» **Exercise task**
Render all of the data below as a Markdown table with the columns "Row" and "Line", putting each line in its own numbered row and skipping blank lines. Leave the pictures out.

________________

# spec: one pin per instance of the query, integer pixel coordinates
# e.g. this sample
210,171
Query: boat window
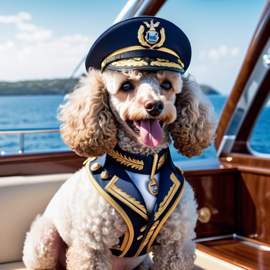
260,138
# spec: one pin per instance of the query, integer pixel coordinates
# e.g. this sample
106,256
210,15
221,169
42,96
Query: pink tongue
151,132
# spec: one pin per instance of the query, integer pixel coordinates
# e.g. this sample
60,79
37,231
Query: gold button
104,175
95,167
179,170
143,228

________________

» **Task output**
| Row | Line |
|---|---|
| 1 | # spec: one pin per instance of the query, integer pixel coordinates |
| 2 | # e.g. this sample |
| 3 | 210,171 |
| 4 | Query: boat window |
| 5 | 260,138 |
| 6 | # spec: one pin per instance of the query, integer pixel coordinates |
| 7 | # e.g. this sample |
| 8 | 106,256 |
| 9 | 210,15 |
| 10 | 221,169 |
| 11 | 42,96 |
| 12 | Query: pink tongue |
| 13 | 151,132 |
| 14 | # spec: one pin per instance of the query, integer pixel coordinates |
| 15 | # e.g. this sample |
| 16 | 60,79 |
| 17 | 37,231 |
| 18 | Query: gold button |
| 19 | 104,175 |
| 20 | 95,167 |
| 21 | 179,170 |
| 22 | 143,228 |